◆ What you are asked to do: Please go through the records below and copy out every line that contains the string "wheel", treating uppercase and lowercase as different.
+--
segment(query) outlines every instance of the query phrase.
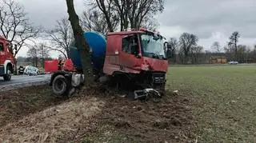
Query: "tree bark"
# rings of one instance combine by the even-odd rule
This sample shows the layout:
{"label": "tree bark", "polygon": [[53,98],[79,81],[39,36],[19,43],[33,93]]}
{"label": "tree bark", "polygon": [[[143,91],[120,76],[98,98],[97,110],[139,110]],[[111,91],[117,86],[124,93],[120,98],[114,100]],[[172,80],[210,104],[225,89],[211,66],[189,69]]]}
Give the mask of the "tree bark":
{"label": "tree bark", "polygon": [[93,82],[93,70],[90,66],[90,46],[83,38],[83,30],[79,25],[79,18],[77,15],[74,7],[74,0],[66,0],[67,13],[70,22],[73,34],[75,40],[75,46],[80,54],[81,62],[82,66],[82,73],[85,76],[85,85],[87,85]]}

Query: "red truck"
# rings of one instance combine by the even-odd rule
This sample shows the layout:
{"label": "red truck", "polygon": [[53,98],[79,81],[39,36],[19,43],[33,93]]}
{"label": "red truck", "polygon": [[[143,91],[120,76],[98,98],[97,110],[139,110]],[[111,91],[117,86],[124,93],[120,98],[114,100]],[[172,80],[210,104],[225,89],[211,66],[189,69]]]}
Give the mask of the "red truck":
{"label": "red truck", "polygon": [[[106,35],[94,31],[85,32],[84,38],[91,49],[92,66],[99,81],[122,81],[126,87],[138,85],[142,89],[165,90],[168,61],[166,41],[162,35],[140,29],[110,32]],[[70,56],[79,71],[81,58],[74,49],[73,44],[70,49]],[[53,73],[50,85],[54,93],[61,96],[69,93],[70,89],[79,85],[78,81],[83,80],[81,73],[58,71]]]}
{"label": "red truck", "polygon": [[13,46],[10,41],[0,36],[0,77],[3,77],[5,81],[11,79],[15,69]]}

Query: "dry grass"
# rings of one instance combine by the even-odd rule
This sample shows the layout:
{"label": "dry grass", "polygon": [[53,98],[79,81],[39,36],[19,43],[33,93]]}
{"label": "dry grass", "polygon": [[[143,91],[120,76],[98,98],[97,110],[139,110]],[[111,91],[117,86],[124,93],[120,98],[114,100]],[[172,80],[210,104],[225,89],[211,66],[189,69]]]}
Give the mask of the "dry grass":
{"label": "dry grass", "polygon": [[170,67],[168,89],[192,99],[200,142],[256,142],[255,65]]}
{"label": "dry grass", "polygon": [[[55,142],[75,133],[88,118],[100,113],[104,102],[95,97],[74,100],[31,114],[0,130],[1,142]],[[91,128],[87,125],[87,128]]]}

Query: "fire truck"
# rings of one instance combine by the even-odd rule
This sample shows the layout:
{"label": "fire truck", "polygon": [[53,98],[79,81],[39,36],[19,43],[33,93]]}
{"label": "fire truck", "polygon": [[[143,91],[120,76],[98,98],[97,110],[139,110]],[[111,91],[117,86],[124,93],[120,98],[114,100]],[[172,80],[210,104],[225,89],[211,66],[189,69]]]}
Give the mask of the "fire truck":
{"label": "fire truck", "polygon": [[[3,77],[4,81],[11,79],[15,69],[13,46],[10,41],[0,36],[0,77]],[[14,49],[17,51],[17,45],[14,45]]]}

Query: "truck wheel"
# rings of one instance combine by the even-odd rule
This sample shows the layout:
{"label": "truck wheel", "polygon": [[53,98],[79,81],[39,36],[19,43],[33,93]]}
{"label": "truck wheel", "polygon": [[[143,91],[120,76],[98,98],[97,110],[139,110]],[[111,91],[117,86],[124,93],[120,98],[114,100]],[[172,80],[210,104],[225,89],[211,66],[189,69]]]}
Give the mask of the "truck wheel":
{"label": "truck wheel", "polygon": [[7,72],[6,72],[6,74],[5,74],[3,76],[3,79],[5,81],[10,81],[10,78],[11,78],[11,69],[10,68],[10,66],[7,66]]}
{"label": "truck wheel", "polygon": [[57,96],[64,96],[67,92],[67,81],[62,75],[58,75],[53,81],[54,93]]}

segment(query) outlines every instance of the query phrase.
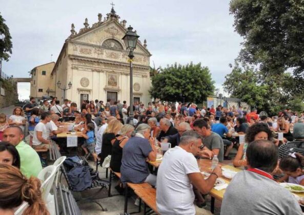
+--
◆ Result for this exercise:
Query: "truck wheel"
{"label": "truck wheel", "polygon": [[53,98],[79,81],[39,36],[19,43],[33,93]]}
{"label": "truck wheel", "polygon": [[[143,91],[120,76],[98,98],[97,110],[139,110]],[[111,91],[117,86],[124,93],[120,98],[114,100]],[[172,80],[210,104],[225,89],[211,66],[189,69]]]}
Give the mask of the "truck wheel":
{"label": "truck wheel", "polygon": [[7,72],[6,72],[6,74],[5,74],[3,76],[3,79],[5,81],[10,81],[10,78],[11,78],[11,69],[10,68],[10,66],[7,66]]}
{"label": "truck wheel", "polygon": [[57,96],[64,96],[67,92],[67,81],[62,75],[58,75],[53,81],[54,93]]}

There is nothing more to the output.